- **Given request a**: In the forum thread on ggplot line markers below, rewrite the paragraph beginning "Given that every line is composed" as a short bulleted list that keeps its main facts.

- **Excerpt provided**:

Reputation: 4873
that's my df (almost 100,000 rows and 10 ID values)
Date.time P ID
1 2013-07-03 12:10:00 1114.3 J9335
2 2013-07-03 12:20:00 1114.5 K0904
3 2013-07-03 12:30:00 1114.3 K0904
4 2013-07-03 12:40:00 1114.1 K1136
5 2013-07-03 12:50:00 1114.1 K1148
............
With ggplot I create this graph:
ggplot(df) + geom_line(aes(Date.time, P, group=ID, colour=ID)
No problem with this graph. But at the moment that I have to print it also in b/w, the separation in colors is not a smart choice.
I try to group the ID with the line type but the result is not so exiting.
So my idea is to add a different symbol at the beginning and at the end of every line: so the different IDs can be identified also in a b/w paper.
I add the lines:
geom_point(data=df, aes(x=min(Date.time), y=P, shape=ID))+
geom_point(data=df, aes(x=max(Date.time), y=P, shape=ID))
But an error occur.. Any suggestions?
Given that every line is composed by around 5000 or 10000 values it's impossible to plot the values as different characters. A solution could be to plot the lines and then plot the point as different symbol for every ID divided into breaks (for example one character every 500 values). Is it possible to do that?
Upvotes: 0
Views: 569
Reputation: 67778
What about adding the geom_point
s using a subset
of you data with only the min-max time values?
# some data
df <- data.frame(
ID = rep(c("a", "b"), each = 4),
Date.time = rep(seq(Sys.time(), by = "hour", length.out = 4), 2),
P = sample(1:10, 8))
df
# create a subset with min and max time values
# if min(x) and max(x) is the same for each ID:
df_minmax <- subset(x= df, subset = Date.time == min(Date.time) | Date.time == max(Date.time))
# if min(x) and max(x) may differ between ID,
# calculate min and max values *per* ID
# Here I use ddply, but several other aggregating functions in base R will do as well.
library(plyr)
df_minmax <- ddply(.data = df, .variables = .(ID), subset,
Date.time == min(Date.time) | Date.time == max(Date.time))
gg <- ggplot(data = df, aes(x = Date.time, y = P)) +
geom_line(aes(group = ID, colour = ID)) +
geom_point(data = df_minmax, aes(shape = ID))
gg
If you wish to have some control over your shape
s, you may have a look at ?scale_shape_discrete
(with examples here).
Edit following updated question
For each ID, add a shape to the line at some interval.
# create a slightly larger data set
df <- data.frame(
ID = rep(c("a", "b"), each = 100),
Date.time = rep(seq(Sys.time(), by = "day", length.out = 100), 2),
P = c(sample(1:10, 100, replace = TRUE), sample(11:20, 100, replace = TRUE)))
# for each ID:
# create a time sequence from min(time) to max(time), by some time step
# e.g. a week
df_gap <- ddply(.data = df, .variables = .(ID), summarize,
Date.time =
seq(from = min(Date.time), to = max(Date.time), by = "week"))

- **Given request b**: In the entries, change "arched window" to "arched doorway" in the lines starting with the line containing "trace arched window, every instance" and going on through the line containing "Outlines of the arched". Leave everything else as it is, and give back only those lines.

- **Provided records**:
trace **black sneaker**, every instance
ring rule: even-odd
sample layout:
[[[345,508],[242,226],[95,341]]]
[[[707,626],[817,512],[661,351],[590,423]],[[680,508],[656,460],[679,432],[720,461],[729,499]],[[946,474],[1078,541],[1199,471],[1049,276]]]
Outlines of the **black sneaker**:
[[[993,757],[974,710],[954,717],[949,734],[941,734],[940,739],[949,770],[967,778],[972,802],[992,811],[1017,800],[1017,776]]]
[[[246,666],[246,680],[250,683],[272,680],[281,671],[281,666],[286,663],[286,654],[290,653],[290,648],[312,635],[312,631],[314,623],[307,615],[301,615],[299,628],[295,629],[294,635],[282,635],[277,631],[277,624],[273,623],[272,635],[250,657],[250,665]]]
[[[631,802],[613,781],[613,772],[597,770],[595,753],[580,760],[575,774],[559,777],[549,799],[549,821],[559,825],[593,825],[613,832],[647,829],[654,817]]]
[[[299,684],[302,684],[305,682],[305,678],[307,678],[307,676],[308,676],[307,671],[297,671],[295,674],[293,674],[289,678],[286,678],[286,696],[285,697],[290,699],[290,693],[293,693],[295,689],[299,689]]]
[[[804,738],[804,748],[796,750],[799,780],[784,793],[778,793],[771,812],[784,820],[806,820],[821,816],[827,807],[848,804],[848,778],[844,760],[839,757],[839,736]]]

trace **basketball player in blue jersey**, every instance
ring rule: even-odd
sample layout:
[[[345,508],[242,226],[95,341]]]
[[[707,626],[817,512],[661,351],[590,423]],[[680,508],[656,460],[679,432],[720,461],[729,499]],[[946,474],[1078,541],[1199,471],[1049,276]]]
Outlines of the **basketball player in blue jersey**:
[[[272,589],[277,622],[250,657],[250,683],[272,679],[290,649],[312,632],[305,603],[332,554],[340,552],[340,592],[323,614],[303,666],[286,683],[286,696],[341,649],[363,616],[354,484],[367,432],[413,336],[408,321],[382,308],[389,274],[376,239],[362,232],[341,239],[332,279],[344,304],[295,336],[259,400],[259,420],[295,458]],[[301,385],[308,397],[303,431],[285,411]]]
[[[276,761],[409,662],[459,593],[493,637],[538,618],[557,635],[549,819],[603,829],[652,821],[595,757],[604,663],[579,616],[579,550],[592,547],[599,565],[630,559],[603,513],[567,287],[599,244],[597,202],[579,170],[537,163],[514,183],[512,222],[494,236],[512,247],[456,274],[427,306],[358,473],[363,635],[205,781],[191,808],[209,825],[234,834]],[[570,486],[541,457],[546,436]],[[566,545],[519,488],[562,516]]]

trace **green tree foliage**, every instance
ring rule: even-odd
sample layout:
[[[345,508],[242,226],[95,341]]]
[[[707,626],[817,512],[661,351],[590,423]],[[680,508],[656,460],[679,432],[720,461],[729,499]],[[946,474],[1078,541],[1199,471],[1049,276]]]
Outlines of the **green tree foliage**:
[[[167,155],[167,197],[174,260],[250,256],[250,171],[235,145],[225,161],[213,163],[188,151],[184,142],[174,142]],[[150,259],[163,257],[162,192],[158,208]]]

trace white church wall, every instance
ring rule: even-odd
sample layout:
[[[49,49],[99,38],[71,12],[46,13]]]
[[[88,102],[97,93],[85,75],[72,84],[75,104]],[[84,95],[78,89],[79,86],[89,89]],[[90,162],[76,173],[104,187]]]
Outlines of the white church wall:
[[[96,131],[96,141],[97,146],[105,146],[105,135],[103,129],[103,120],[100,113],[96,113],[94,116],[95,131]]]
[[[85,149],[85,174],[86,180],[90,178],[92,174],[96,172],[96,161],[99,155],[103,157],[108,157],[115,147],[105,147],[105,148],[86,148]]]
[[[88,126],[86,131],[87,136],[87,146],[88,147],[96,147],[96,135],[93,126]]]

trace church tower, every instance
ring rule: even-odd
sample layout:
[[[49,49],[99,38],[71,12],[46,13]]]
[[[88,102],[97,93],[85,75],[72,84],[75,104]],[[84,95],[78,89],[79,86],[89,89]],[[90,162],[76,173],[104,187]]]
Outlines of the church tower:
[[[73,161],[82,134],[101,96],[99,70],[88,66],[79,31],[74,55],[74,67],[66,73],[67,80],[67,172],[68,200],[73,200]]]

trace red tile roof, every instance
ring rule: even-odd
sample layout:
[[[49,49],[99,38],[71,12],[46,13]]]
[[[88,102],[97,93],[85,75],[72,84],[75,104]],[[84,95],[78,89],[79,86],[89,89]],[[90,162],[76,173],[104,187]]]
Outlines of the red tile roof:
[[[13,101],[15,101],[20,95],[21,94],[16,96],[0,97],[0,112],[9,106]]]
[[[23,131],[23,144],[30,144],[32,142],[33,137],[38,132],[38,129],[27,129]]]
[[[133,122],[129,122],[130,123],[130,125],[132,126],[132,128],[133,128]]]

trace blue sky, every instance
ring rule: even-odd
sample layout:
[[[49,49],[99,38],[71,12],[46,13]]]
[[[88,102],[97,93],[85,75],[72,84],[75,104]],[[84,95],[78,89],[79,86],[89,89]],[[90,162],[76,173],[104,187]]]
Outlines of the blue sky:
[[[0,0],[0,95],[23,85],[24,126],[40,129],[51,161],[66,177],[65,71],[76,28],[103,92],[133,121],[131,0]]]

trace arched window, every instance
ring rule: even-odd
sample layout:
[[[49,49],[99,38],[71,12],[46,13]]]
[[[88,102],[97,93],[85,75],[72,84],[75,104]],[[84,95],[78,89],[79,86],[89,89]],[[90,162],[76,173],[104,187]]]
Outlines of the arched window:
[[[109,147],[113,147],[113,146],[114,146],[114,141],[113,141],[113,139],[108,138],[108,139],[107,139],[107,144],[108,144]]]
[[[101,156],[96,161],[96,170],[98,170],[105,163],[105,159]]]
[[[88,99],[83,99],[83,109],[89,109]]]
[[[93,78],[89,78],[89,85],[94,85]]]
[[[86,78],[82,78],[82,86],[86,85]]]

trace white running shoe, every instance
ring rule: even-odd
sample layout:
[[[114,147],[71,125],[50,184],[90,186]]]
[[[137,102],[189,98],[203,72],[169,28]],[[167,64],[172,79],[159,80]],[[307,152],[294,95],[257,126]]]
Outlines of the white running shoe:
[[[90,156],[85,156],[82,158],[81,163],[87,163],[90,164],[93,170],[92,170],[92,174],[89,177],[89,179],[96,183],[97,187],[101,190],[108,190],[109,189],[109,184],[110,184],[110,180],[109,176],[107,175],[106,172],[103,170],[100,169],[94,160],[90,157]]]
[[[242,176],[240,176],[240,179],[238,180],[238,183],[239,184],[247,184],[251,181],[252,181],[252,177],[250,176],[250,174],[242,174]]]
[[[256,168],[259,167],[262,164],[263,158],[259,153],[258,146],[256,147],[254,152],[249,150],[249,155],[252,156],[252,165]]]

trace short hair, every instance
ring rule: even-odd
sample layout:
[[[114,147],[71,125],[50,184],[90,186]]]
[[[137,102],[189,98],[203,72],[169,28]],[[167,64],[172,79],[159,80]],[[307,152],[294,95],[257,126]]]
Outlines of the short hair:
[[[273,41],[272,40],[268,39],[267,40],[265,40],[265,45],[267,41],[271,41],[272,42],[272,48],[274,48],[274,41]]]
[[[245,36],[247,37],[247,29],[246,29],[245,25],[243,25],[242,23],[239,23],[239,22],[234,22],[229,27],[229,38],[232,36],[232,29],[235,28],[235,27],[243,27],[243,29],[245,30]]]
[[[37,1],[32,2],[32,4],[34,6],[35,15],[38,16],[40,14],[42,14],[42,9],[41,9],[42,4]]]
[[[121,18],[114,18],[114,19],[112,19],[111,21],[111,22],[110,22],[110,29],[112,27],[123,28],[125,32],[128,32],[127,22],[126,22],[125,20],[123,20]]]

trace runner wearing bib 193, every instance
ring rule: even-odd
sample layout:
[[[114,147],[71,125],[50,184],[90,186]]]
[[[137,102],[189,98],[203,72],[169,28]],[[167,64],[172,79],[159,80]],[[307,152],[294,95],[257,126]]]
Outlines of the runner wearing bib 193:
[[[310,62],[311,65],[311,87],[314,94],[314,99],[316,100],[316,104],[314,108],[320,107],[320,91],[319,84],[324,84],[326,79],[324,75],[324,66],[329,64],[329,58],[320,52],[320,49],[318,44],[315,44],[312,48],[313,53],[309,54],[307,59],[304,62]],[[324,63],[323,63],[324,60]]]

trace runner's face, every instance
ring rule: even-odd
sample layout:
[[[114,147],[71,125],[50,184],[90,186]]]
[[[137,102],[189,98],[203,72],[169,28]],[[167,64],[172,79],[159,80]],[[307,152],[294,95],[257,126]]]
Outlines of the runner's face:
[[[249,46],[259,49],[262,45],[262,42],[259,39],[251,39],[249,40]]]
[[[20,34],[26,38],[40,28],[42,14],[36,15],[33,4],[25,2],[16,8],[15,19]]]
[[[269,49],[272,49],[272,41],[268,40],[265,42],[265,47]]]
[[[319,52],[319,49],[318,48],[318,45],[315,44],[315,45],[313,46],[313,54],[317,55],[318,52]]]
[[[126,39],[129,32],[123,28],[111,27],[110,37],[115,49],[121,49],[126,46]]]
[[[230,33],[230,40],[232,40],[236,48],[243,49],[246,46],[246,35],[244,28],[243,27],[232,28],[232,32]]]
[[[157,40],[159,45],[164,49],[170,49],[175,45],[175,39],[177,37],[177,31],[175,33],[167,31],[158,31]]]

- **Final result a**:
- Each line has around 5,000 or 10,000 values, so plotting the values as different characters is impossible.
- A possible solution is to plot the lines, then plot points with a different symbol for each ID at breaks, for example one character every 500 values.
- The poster asks whether this can be done.

- **Final result b**:
trace arched doorway, every instance
ring rule: even-odd
sample layout:
[[[49,49],[99,38],[71,12],[46,13]]]
[[[88,102],[97,93],[85,75],[72,84],[75,104]],[[84,95],[78,89],[79,86],[89,89]],[[90,162],[76,173],[104,187]]]
Outlines of the arched doorway:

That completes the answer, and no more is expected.